- [OBJECTIVE] Copy out word for word the lines of the data below, starting at the line that contains "For this exercise we mark the woman's hand" and ending after the line that contains "[(186, 158), (197, 231)]".

- [Stored data]
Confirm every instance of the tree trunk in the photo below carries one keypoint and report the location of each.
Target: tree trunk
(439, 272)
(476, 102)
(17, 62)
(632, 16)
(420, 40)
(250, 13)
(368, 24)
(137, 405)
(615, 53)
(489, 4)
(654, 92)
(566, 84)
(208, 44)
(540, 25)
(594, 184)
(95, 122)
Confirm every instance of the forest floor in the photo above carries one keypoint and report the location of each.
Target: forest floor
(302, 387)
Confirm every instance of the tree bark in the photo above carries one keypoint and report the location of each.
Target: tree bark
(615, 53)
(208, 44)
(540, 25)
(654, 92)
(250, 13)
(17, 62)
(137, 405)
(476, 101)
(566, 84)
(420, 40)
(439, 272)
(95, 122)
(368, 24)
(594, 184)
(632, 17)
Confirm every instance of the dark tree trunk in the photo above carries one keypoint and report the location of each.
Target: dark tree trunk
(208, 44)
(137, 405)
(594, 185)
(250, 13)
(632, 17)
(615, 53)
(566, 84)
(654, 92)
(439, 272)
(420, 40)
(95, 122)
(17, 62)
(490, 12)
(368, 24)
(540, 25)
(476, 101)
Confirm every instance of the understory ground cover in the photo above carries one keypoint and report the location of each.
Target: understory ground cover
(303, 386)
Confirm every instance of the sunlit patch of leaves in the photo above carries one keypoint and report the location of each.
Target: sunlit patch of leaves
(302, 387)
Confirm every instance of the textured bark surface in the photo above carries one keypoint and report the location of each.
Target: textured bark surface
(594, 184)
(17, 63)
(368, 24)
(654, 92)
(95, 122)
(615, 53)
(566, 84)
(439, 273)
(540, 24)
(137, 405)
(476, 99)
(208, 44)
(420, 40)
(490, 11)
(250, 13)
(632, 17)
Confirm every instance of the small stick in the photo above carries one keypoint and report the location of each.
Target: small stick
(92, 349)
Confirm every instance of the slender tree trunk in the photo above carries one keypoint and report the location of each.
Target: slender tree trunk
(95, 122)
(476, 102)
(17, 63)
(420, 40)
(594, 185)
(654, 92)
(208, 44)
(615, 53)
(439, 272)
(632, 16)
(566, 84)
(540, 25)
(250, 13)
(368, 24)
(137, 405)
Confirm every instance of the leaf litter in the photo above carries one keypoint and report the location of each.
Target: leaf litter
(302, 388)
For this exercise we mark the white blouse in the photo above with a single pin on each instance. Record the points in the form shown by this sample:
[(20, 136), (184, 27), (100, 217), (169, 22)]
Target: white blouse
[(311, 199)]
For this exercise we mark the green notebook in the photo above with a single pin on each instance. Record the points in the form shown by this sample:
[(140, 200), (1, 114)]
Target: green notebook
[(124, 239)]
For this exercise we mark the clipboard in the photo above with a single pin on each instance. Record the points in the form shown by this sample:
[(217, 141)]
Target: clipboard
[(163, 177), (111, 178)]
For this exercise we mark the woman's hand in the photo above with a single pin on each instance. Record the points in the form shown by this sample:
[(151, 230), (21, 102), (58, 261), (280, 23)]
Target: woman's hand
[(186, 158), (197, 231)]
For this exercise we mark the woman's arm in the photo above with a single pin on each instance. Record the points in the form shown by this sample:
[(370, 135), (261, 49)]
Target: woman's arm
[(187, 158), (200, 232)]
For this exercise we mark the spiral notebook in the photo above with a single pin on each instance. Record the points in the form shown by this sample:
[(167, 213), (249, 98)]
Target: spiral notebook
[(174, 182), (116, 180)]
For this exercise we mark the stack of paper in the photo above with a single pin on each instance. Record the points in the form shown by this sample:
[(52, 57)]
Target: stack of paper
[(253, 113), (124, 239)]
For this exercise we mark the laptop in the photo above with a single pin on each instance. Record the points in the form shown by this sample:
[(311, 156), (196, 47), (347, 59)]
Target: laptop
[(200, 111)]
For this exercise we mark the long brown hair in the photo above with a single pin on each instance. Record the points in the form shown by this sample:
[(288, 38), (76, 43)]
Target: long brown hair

- [COMPLETE OUTPUT]
For this exercise we mark the woman's hand in the photo above with a single pin on each instance. Record the points in the form shown by this sample:
[(151, 230), (21, 102), (58, 261), (280, 23)]
Target: woman's hand
[(186, 158), (197, 231)]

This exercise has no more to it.